_ASSIGNMENT_
Copy out exactly the stretch below, from the line with "Pick out the turquoise vest" through the line with "x=287, y=148", both included; the pictures stay out.

Dataset excerpts
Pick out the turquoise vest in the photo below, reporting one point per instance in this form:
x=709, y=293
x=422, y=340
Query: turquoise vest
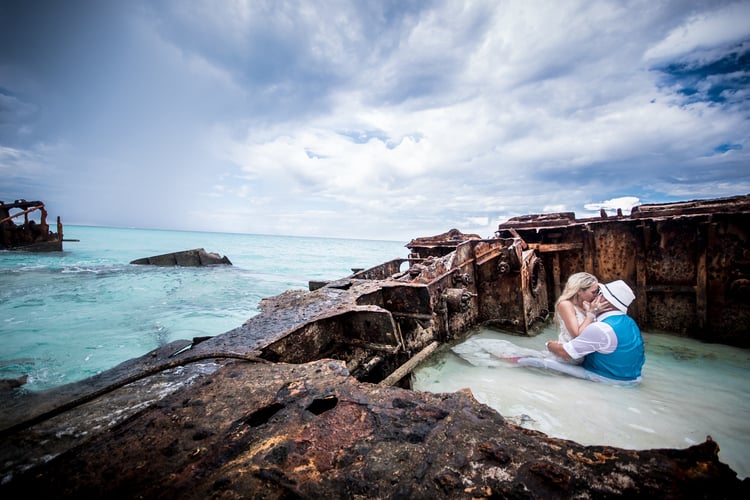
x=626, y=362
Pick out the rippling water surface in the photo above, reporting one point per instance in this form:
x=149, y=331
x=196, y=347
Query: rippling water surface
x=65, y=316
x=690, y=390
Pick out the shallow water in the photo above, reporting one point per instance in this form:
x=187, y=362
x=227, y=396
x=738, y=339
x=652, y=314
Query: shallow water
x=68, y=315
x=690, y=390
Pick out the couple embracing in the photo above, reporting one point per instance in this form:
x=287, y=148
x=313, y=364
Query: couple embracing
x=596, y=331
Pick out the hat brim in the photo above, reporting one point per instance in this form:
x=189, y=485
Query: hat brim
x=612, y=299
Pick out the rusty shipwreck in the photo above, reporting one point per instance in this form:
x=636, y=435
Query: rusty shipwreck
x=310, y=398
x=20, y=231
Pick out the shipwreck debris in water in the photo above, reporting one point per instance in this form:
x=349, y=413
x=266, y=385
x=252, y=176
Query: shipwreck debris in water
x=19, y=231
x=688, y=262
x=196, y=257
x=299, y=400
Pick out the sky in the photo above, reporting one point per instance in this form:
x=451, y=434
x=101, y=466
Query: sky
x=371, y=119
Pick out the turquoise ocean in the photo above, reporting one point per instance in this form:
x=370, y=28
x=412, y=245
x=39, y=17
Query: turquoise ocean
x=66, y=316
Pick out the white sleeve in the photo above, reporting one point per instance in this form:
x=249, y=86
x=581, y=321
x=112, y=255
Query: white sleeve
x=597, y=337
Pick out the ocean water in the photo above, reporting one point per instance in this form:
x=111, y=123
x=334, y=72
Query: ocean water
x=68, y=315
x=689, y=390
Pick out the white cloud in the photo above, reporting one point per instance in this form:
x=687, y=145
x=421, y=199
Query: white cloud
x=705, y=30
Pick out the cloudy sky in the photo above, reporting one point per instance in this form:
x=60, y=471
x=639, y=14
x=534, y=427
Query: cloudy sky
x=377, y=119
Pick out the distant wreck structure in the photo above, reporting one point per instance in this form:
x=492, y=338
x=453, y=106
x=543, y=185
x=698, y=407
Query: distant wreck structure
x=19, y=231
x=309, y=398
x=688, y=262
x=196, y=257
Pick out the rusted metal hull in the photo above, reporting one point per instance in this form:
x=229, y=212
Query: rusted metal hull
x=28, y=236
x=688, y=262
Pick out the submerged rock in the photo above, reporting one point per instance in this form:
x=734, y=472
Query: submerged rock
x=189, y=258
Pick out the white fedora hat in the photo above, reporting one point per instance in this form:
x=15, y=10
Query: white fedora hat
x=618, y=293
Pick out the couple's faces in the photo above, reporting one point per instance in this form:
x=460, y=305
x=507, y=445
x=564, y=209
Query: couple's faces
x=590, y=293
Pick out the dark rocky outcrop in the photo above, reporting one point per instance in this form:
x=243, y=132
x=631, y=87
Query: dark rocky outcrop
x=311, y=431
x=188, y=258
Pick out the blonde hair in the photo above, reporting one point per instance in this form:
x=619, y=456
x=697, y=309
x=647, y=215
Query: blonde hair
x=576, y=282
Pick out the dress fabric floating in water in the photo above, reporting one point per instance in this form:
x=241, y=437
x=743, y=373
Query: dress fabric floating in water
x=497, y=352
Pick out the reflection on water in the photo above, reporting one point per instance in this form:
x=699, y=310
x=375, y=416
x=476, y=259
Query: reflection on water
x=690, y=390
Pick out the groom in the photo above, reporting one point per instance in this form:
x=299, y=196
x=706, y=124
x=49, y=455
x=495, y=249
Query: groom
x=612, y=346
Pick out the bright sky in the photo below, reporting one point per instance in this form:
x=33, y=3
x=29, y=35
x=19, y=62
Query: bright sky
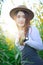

* * *

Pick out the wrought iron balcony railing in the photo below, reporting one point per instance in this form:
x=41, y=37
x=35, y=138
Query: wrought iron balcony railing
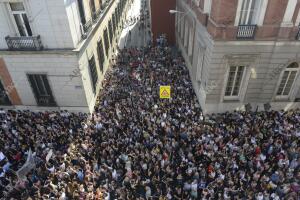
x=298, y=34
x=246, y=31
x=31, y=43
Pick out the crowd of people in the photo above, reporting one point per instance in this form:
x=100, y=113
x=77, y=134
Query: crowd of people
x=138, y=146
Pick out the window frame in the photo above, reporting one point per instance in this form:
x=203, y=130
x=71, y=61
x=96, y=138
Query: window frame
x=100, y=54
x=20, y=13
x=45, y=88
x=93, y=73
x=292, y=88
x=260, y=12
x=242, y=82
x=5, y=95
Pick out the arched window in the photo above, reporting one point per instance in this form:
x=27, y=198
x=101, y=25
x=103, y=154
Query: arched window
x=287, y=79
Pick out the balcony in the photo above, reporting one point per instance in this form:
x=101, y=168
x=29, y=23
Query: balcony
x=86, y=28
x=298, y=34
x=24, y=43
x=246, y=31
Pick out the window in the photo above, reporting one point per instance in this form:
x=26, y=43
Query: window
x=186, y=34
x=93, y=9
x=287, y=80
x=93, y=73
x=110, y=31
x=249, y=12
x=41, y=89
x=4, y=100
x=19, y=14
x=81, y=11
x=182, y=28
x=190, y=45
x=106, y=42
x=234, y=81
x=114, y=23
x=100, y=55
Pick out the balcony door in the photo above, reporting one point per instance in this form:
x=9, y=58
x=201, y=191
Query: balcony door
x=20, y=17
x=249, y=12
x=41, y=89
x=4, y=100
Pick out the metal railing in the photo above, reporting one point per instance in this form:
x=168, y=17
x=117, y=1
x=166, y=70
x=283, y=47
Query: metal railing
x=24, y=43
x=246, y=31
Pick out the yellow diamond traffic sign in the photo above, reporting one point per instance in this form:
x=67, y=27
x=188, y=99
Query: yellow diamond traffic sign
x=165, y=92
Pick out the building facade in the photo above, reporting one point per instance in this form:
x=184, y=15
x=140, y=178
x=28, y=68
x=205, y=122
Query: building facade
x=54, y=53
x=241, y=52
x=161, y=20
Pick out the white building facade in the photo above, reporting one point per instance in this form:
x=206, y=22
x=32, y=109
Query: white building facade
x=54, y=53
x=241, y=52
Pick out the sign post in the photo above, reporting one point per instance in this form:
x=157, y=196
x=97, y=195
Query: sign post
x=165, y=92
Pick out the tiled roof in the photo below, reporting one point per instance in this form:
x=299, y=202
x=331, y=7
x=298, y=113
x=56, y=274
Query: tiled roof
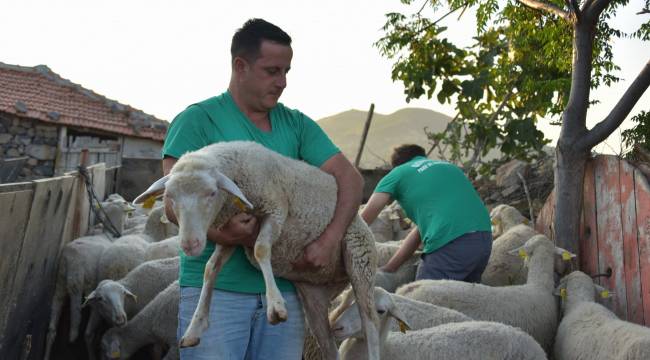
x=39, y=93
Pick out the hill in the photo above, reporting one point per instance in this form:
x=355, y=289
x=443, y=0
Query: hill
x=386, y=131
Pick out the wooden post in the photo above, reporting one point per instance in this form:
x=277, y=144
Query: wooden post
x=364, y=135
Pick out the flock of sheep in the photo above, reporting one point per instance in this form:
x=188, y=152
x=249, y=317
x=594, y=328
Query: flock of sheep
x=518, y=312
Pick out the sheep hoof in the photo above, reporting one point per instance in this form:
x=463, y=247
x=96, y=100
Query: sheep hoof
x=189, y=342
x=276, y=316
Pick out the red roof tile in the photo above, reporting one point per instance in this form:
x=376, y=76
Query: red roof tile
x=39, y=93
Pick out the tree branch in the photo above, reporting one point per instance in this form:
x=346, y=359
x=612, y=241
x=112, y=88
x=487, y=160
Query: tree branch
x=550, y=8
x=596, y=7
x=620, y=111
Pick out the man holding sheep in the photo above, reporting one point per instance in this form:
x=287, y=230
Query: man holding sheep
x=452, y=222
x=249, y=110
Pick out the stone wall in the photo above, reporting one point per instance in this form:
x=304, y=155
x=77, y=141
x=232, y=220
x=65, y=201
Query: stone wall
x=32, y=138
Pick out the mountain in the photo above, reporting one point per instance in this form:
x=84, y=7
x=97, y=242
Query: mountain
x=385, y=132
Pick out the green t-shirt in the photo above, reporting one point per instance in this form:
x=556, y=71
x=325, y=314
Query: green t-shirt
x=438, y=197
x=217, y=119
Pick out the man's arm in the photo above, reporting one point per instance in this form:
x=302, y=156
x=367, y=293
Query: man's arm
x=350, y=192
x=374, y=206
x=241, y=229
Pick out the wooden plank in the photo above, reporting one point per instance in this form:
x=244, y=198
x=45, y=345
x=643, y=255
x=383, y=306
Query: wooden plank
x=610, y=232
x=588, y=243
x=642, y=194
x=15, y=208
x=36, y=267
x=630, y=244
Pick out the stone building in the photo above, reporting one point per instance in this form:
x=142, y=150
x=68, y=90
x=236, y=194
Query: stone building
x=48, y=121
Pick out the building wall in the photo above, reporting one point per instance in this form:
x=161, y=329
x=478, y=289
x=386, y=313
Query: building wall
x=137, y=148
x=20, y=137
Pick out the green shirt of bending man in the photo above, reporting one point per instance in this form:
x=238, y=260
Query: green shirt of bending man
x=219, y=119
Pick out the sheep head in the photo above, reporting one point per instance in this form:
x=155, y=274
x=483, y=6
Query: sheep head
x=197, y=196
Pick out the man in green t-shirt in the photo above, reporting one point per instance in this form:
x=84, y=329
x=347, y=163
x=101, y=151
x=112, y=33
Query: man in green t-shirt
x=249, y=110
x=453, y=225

...

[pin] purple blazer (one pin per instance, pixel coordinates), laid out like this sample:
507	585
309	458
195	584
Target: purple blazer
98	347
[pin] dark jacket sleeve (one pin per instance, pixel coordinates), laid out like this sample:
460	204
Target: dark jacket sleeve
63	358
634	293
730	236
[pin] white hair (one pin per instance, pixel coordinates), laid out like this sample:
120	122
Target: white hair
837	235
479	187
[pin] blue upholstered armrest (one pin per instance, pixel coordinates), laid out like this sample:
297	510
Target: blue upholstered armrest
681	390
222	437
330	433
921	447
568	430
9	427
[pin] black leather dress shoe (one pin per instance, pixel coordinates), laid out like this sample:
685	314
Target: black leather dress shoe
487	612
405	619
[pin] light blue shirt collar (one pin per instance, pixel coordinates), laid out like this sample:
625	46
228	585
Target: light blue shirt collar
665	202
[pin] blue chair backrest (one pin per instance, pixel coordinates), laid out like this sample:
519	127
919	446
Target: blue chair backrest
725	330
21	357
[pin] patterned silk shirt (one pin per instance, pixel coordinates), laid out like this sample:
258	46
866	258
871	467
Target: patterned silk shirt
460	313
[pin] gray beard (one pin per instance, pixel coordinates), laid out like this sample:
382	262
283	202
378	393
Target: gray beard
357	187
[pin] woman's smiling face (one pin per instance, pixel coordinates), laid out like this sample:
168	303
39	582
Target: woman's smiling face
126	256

_EXERCISE ANSWER_
Pick out the turquoise vest in the photo below, reporting one point per instance in this form:
x=709, y=293
x=422, y=340
Query: turquoise vest
x=626, y=362
Pick out the rippling water surface in the photo above, reporting one point per instance in this form:
x=149, y=331
x=196, y=347
Query: rippling water surface
x=65, y=316
x=690, y=390
Pick out the shallow water in the photo above, reporting one point per instance in this form:
x=187, y=362
x=227, y=396
x=738, y=339
x=652, y=314
Query: shallow water
x=68, y=315
x=690, y=390
Pick out the couple embracing in the photo above, reporting one point per instance in this form:
x=287, y=148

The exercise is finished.